**Your task:** Where in the records does the word "wooden" occur? Copy each line in which it does.

**Available data:**
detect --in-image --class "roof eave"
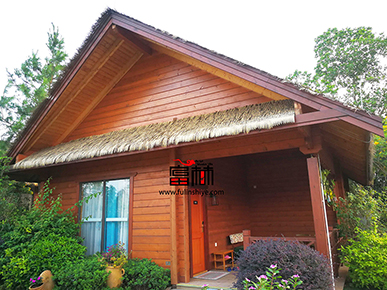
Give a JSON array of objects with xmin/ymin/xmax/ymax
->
[{"xmin": 7, "ymin": 10, "xmax": 116, "ymax": 160}]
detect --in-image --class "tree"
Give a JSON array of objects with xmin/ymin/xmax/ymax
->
[
  {"xmin": 287, "ymin": 27, "xmax": 387, "ymax": 194},
  {"xmin": 373, "ymin": 117, "xmax": 387, "ymax": 193},
  {"xmin": 0, "ymin": 24, "xmax": 67, "ymax": 153},
  {"xmin": 288, "ymin": 27, "xmax": 387, "ymax": 116}
]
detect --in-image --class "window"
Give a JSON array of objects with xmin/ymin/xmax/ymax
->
[{"xmin": 80, "ymin": 178, "xmax": 130, "ymax": 255}]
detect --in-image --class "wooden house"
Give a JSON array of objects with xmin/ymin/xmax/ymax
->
[{"xmin": 7, "ymin": 9, "xmax": 384, "ymax": 285}]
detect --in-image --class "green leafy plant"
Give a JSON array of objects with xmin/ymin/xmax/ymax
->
[
  {"xmin": 2, "ymin": 233, "xmax": 86, "ymax": 289},
  {"xmin": 29, "ymin": 275, "xmax": 43, "ymax": 288},
  {"xmin": 0, "ymin": 156, "xmax": 31, "ymax": 231},
  {"xmin": 0, "ymin": 178, "xmax": 100, "ymax": 290},
  {"xmin": 99, "ymin": 242, "xmax": 129, "ymax": 268},
  {"xmin": 341, "ymin": 227, "xmax": 387, "ymax": 289},
  {"xmin": 53, "ymin": 256, "xmax": 109, "ymax": 290},
  {"xmin": 122, "ymin": 258, "xmax": 171, "ymax": 290},
  {"xmin": 321, "ymin": 169, "xmax": 336, "ymax": 204},
  {"xmin": 242, "ymin": 264, "xmax": 303, "ymax": 290},
  {"xmin": 373, "ymin": 117, "xmax": 387, "ymax": 194},
  {"xmin": 332, "ymin": 183, "xmax": 386, "ymax": 239}
]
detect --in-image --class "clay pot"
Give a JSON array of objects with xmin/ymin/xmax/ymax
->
[
  {"xmin": 29, "ymin": 270, "xmax": 54, "ymax": 290},
  {"xmin": 106, "ymin": 265, "xmax": 125, "ymax": 288}
]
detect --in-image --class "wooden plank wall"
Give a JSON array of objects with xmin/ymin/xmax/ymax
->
[
  {"xmin": 41, "ymin": 149, "xmax": 172, "ymax": 268},
  {"xmin": 201, "ymin": 149, "xmax": 337, "ymax": 254},
  {"xmin": 206, "ymin": 157, "xmax": 249, "ymax": 261},
  {"xmin": 246, "ymin": 150, "xmax": 336, "ymax": 237},
  {"xmin": 65, "ymin": 53, "xmax": 271, "ymax": 141},
  {"xmin": 195, "ymin": 149, "xmax": 337, "ymax": 271},
  {"xmin": 247, "ymin": 150, "xmax": 315, "ymax": 237}
]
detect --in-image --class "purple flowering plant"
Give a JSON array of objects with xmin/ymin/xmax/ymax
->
[
  {"xmin": 99, "ymin": 241, "xmax": 130, "ymax": 267},
  {"xmin": 242, "ymin": 265, "xmax": 302, "ymax": 290},
  {"xmin": 29, "ymin": 275, "xmax": 43, "ymax": 288}
]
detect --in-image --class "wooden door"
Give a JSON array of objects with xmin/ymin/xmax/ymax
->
[{"xmin": 191, "ymin": 195, "xmax": 206, "ymax": 275}]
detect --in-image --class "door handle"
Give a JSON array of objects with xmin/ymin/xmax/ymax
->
[{"xmin": 201, "ymin": 221, "xmax": 204, "ymax": 233}]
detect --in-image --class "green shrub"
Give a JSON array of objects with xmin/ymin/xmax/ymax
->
[
  {"xmin": 333, "ymin": 183, "xmax": 387, "ymax": 239},
  {"xmin": 122, "ymin": 258, "xmax": 170, "ymax": 290},
  {"xmin": 0, "ymin": 179, "xmax": 92, "ymax": 289},
  {"xmin": 341, "ymin": 228, "xmax": 387, "ymax": 290},
  {"xmin": 0, "ymin": 157, "xmax": 32, "ymax": 282},
  {"xmin": 235, "ymin": 239, "xmax": 333, "ymax": 290},
  {"xmin": 0, "ymin": 180, "xmax": 81, "ymax": 252},
  {"xmin": 53, "ymin": 256, "xmax": 108, "ymax": 290},
  {"xmin": 0, "ymin": 156, "xmax": 31, "ymax": 227},
  {"xmin": 1, "ymin": 233, "xmax": 86, "ymax": 290}
]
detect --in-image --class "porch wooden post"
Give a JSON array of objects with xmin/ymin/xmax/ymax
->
[
  {"xmin": 243, "ymin": 229, "xmax": 251, "ymax": 250},
  {"xmin": 306, "ymin": 157, "xmax": 330, "ymax": 257},
  {"xmin": 169, "ymin": 149, "xmax": 178, "ymax": 285}
]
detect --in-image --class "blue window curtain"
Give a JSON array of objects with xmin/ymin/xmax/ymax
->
[
  {"xmin": 81, "ymin": 178, "xmax": 130, "ymax": 255},
  {"xmin": 105, "ymin": 179, "xmax": 129, "ymax": 252}
]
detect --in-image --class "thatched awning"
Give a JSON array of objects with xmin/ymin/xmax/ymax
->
[{"xmin": 12, "ymin": 99, "xmax": 295, "ymax": 170}]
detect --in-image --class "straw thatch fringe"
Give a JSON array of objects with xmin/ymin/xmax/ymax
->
[{"xmin": 13, "ymin": 100, "xmax": 295, "ymax": 170}]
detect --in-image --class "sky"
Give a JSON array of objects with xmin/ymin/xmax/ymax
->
[{"xmin": 1, "ymin": 0, "xmax": 387, "ymax": 93}]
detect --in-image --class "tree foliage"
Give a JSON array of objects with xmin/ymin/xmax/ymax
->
[
  {"xmin": 288, "ymin": 27, "xmax": 387, "ymax": 116},
  {"xmin": 0, "ymin": 24, "xmax": 67, "ymax": 153},
  {"xmin": 373, "ymin": 118, "xmax": 387, "ymax": 192}
]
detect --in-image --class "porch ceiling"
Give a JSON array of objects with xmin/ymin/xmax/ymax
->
[{"xmin": 320, "ymin": 121, "xmax": 372, "ymax": 185}]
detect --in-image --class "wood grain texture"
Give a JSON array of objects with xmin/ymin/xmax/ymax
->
[
  {"xmin": 198, "ymin": 150, "xmax": 334, "ymax": 269},
  {"xmin": 66, "ymin": 53, "xmax": 270, "ymax": 141},
  {"xmin": 42, "ymin": 149, "xmax": 173, "ymax": 271},
  {"xmin": 307, "ymin": 157, "xmax": 330, "ymax": 257},
  {"xmin": 23, "ymin": 30, "xmax": 142, "ymax": 153}
]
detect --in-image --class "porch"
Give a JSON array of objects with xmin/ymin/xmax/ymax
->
[{"xmin": 184, "ymin": 149, "xmax": 341, "ymax": 283}]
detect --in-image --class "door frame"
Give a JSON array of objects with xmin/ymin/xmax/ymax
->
[{"xmin": 189, "ymin": 193, "xmax": 209, "ymax": 277}]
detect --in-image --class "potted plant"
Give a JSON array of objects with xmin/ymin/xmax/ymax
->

**Response to this task:**
detect --in-image --class "wooden house"
detect --in-image --class "wooden plank wall"
detect --in-image --class "wooden door"
detect --in-image --class "porch wooden post"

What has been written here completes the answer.